╭─ PAGE EXCERPT

Surgeons Who Are Rude to Patients Might Pose Problems in the OR, Study Suggests

Associated Press
Photo credit: AP Photo/Molly Riley

From Dr. Oz The Good Life

Surgeons who are rude to patients and others might pose a problem in the operating room, according to new research published in JAMA Surgery linking unprofessional doctor behavior with infections and other surgery complications.

The researchers say the results of their February 2017 study show why it's important to speak up when doctors behave badly.

Complications were most common in patients whose surgeons had received lots of earlier complaints about their behavior, the researchers found. The complaints were typically filed via unsolicited phone calls to hospitals from unhappy patients or their relatives.

Post-surgery problems were 14 percent more common in patients whose surgeons had at least 14 complaints in the last two years, compared with patients whose doctors received few or no complaints.

Some examples of rude surgeon behavior included:

  • A man reported getting this response when asking about his wife's upcoming surgery: "Look, your wife will die without this procedure. If you want to ask questions instead of allowing me to do my job, I can just go home and not do it."
  • Another caller reported seeing a doctor berate a nurse, saying, "It was difficult to watch someone try to humiliate another person like that. I was embarrassed and it made me feel vulnerable."

These reports are sometimes gathered as part of a hospital's bid to improve the quality of its care. They're shared with doctors but typically not with patients, so it could be tough to find out in advance if your surgeon has had lots of complaints. But previous research has shown that sharing negative feedback with doctors can result in better behavior, fewer subsequent complaints, and fewer malpractice claims, says lead study author William Cooper, MD, MPH, of Vanderbilt University's Center for Patient and Professional Advocacy.

The study highlights why it's important for patients to report rude behavior so that "hospitals can make it right," Cooper says.

To conduct the study, researchers analyzed 2011-2013 data from seven medical centers taking part in a national surgery quality improvement program. About 800 surgeons and 32,000 adult patients were involved, 11 percent of whom experienced surgery-related complications.

╰─
╭─ THE DATA

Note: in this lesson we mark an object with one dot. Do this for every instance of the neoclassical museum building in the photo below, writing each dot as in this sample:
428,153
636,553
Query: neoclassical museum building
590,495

╰─
╭─ THE DATA

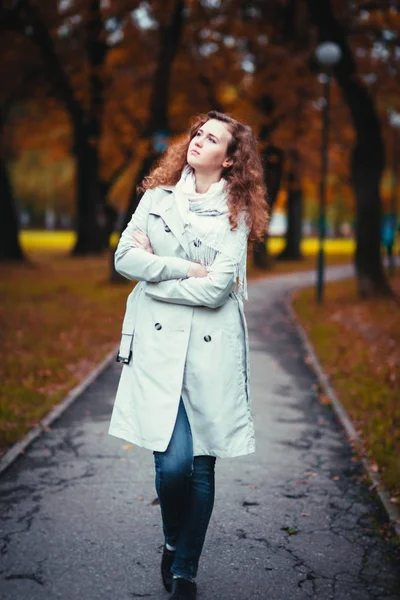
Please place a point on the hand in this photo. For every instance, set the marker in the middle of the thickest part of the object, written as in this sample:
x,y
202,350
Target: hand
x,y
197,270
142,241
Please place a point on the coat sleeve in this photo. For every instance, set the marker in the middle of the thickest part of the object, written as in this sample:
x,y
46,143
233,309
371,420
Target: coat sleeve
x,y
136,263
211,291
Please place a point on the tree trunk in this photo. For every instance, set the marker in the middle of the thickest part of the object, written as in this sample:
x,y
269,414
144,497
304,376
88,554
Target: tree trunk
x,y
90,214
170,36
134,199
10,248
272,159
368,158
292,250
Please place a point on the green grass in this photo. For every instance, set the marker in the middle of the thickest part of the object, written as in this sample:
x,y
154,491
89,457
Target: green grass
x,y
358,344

╰─
╭─ THE DATA

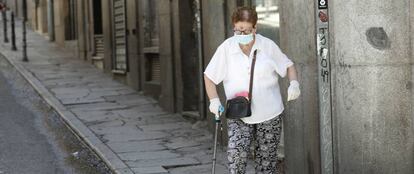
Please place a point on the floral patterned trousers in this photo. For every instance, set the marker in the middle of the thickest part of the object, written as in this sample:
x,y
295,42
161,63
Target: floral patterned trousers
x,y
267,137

╰─

> **PROMPT**
Translate this sentence from the article on rude surgeons into Spanish: "Post-surgery problems were 14 percent more common in patients whose surgeons had at least 14 complaints in the last two years, compared with patients whose doctors received few or no complaints." The records have no connection to the surgeon article.

> **RESULT BELOW**
Los problemas posquirúrgicos fueron un 14 por ciento más frecuentes en los pacientes cuyos cirujanos tenían al menos 14 quejas en los últimos dos años, en comparación con los pacientes cuyos médicos recibieron pocas quejas o ninguna.